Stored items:

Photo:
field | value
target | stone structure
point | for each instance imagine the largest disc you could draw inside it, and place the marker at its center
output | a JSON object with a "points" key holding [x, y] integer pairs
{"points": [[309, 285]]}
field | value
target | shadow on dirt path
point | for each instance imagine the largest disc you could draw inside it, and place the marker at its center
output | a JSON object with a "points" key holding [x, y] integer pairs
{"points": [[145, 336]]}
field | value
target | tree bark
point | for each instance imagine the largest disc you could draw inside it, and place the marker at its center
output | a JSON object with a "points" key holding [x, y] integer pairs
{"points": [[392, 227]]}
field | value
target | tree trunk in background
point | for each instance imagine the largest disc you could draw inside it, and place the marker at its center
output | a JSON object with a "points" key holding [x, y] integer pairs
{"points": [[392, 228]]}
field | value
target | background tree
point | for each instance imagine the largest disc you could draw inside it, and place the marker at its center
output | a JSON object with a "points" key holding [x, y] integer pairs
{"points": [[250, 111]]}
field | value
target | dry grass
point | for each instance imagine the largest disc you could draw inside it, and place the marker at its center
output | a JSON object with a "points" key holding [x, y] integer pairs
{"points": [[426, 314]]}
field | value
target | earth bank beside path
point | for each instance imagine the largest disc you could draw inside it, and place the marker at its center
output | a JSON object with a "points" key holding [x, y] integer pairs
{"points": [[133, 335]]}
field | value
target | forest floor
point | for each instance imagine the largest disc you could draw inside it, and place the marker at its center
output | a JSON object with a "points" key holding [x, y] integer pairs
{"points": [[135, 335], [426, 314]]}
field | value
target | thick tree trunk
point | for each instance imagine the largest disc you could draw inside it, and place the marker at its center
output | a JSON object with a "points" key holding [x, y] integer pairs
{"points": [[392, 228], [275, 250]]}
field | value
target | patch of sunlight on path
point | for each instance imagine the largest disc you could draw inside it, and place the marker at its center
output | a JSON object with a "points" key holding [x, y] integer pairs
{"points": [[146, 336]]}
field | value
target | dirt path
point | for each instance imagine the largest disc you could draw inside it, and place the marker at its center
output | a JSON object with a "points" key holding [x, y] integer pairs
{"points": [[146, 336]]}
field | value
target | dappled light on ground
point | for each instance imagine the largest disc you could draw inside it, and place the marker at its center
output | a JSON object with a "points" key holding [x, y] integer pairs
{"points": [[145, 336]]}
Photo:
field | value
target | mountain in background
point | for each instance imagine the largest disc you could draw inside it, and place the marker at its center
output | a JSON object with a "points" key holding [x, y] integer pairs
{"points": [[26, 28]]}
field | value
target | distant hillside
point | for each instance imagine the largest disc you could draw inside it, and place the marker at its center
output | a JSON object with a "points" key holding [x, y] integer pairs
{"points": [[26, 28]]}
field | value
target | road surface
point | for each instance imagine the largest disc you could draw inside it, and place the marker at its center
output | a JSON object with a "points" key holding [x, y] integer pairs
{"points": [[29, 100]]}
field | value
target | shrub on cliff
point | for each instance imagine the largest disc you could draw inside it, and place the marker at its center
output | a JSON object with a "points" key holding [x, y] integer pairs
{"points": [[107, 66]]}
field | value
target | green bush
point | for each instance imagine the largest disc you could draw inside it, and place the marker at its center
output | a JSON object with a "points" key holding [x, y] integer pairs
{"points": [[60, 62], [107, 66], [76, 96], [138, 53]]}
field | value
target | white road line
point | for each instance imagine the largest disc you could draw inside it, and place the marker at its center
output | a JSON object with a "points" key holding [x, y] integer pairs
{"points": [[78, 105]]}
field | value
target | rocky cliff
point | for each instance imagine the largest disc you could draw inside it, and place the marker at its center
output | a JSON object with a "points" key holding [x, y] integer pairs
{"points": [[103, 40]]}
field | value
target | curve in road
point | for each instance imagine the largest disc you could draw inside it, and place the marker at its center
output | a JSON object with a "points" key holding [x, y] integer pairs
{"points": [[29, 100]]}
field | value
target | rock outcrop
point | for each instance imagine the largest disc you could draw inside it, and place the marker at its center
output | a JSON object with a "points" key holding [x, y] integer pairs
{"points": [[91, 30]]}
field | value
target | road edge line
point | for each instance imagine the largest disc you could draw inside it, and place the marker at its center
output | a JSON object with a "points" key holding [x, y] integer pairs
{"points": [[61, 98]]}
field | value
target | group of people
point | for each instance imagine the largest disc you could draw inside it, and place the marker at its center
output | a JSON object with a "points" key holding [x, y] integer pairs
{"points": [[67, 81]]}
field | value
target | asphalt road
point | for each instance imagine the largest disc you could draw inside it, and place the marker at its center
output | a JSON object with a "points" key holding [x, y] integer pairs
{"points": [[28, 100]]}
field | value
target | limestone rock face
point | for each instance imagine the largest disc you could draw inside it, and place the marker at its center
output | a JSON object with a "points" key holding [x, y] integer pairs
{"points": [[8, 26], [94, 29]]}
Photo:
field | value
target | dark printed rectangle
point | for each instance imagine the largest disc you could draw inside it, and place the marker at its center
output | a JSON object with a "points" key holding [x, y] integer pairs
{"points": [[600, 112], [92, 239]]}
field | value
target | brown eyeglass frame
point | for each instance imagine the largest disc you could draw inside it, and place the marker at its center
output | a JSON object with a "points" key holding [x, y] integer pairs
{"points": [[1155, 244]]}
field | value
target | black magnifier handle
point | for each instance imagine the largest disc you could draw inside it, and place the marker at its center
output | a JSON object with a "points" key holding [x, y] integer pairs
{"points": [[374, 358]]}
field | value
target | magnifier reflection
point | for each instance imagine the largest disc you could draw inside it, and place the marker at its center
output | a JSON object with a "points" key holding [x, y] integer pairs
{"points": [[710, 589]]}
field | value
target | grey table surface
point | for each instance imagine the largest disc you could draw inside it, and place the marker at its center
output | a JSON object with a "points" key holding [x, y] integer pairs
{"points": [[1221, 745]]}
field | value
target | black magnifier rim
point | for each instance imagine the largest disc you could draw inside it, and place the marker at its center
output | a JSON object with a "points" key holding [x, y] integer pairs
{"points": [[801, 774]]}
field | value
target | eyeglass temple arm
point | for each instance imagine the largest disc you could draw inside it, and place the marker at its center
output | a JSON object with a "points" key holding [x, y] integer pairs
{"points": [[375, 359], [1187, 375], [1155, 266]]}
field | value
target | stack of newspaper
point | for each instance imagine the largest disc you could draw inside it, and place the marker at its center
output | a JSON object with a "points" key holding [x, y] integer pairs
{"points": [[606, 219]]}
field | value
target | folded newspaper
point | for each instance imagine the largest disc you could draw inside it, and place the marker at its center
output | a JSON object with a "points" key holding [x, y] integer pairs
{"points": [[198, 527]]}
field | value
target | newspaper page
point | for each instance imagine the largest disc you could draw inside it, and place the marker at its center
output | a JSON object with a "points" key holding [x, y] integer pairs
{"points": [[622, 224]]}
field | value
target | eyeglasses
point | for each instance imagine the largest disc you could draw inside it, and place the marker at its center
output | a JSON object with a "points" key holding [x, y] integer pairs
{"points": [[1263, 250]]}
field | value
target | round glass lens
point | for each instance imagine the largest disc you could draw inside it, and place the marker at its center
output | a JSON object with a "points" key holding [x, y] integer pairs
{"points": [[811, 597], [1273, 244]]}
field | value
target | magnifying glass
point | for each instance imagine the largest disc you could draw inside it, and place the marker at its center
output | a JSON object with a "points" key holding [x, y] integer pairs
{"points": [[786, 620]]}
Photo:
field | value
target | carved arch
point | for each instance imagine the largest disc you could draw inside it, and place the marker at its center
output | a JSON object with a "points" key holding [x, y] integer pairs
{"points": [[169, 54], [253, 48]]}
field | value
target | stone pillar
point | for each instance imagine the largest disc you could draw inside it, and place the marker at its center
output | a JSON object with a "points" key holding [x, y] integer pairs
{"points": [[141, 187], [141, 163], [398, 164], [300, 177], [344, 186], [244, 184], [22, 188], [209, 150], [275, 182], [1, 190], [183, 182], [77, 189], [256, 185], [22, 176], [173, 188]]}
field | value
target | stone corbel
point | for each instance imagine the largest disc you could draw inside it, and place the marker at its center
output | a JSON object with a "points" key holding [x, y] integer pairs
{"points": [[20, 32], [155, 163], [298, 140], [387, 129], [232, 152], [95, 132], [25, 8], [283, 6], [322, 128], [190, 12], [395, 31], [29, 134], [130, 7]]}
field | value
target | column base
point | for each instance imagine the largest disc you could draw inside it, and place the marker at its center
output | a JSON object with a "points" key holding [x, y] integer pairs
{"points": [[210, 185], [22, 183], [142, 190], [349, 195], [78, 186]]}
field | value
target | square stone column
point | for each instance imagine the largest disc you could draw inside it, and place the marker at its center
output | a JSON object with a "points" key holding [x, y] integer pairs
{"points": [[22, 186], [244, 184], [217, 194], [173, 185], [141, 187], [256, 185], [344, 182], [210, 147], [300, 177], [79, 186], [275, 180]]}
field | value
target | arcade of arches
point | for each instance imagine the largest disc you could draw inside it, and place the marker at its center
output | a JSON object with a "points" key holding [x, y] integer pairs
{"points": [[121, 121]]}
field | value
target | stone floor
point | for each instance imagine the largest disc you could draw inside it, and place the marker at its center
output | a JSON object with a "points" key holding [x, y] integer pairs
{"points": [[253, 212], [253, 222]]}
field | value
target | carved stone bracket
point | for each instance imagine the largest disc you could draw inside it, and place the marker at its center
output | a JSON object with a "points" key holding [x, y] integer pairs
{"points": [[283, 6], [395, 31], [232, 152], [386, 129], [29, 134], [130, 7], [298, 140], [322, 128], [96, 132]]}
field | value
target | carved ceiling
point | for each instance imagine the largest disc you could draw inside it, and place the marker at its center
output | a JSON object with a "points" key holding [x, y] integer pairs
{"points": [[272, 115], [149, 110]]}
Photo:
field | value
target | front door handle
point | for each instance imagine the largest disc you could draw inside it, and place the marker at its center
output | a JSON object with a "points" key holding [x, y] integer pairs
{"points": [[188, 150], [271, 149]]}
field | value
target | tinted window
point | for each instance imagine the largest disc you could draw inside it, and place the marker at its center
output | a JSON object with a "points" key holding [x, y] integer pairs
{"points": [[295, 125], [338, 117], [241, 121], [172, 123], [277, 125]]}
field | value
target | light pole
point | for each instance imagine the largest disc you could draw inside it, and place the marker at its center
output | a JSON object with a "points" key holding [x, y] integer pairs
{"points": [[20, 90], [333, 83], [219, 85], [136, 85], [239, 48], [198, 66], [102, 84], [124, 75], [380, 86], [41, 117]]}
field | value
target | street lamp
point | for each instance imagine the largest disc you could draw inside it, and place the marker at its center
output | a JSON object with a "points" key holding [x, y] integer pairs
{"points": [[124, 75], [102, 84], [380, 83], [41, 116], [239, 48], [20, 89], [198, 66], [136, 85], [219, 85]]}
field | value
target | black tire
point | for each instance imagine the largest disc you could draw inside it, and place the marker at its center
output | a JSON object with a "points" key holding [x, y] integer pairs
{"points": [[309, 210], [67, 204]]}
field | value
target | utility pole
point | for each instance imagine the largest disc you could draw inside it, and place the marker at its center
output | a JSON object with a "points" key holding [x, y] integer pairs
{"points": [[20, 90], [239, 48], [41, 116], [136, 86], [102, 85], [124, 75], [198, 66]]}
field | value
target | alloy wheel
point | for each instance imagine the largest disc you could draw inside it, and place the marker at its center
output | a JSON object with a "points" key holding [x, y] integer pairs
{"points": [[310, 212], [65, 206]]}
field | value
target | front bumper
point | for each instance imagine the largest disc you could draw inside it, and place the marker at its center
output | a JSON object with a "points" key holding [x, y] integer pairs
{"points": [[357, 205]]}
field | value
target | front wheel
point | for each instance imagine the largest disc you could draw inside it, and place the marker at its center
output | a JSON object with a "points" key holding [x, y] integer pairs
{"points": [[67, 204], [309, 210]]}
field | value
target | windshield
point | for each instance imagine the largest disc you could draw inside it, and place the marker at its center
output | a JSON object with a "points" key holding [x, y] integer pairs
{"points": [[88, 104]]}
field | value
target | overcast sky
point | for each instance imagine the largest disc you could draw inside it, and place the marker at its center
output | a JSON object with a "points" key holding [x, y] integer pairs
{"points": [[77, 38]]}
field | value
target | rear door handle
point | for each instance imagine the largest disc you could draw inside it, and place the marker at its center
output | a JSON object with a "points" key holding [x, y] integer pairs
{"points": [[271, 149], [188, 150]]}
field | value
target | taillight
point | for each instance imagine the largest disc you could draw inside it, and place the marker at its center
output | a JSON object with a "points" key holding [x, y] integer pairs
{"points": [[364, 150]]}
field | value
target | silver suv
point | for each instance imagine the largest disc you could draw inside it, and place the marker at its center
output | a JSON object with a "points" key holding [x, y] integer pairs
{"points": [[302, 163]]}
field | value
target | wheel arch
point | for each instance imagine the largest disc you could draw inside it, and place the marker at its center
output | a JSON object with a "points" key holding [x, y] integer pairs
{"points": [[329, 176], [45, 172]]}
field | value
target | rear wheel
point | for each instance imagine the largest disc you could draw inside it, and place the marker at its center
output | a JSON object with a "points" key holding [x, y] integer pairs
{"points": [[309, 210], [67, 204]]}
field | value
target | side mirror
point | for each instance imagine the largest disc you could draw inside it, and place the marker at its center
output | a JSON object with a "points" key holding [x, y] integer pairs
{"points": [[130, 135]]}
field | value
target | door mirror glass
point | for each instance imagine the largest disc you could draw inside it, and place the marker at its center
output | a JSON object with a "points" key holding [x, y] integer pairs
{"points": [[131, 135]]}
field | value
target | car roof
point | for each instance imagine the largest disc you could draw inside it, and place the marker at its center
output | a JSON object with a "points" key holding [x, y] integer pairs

EXERCISE: Show every line of the data above that contains the string "dirt".

RESPONSE TO THE EXERCISE:
target | shadow on dirt path
target | dirt path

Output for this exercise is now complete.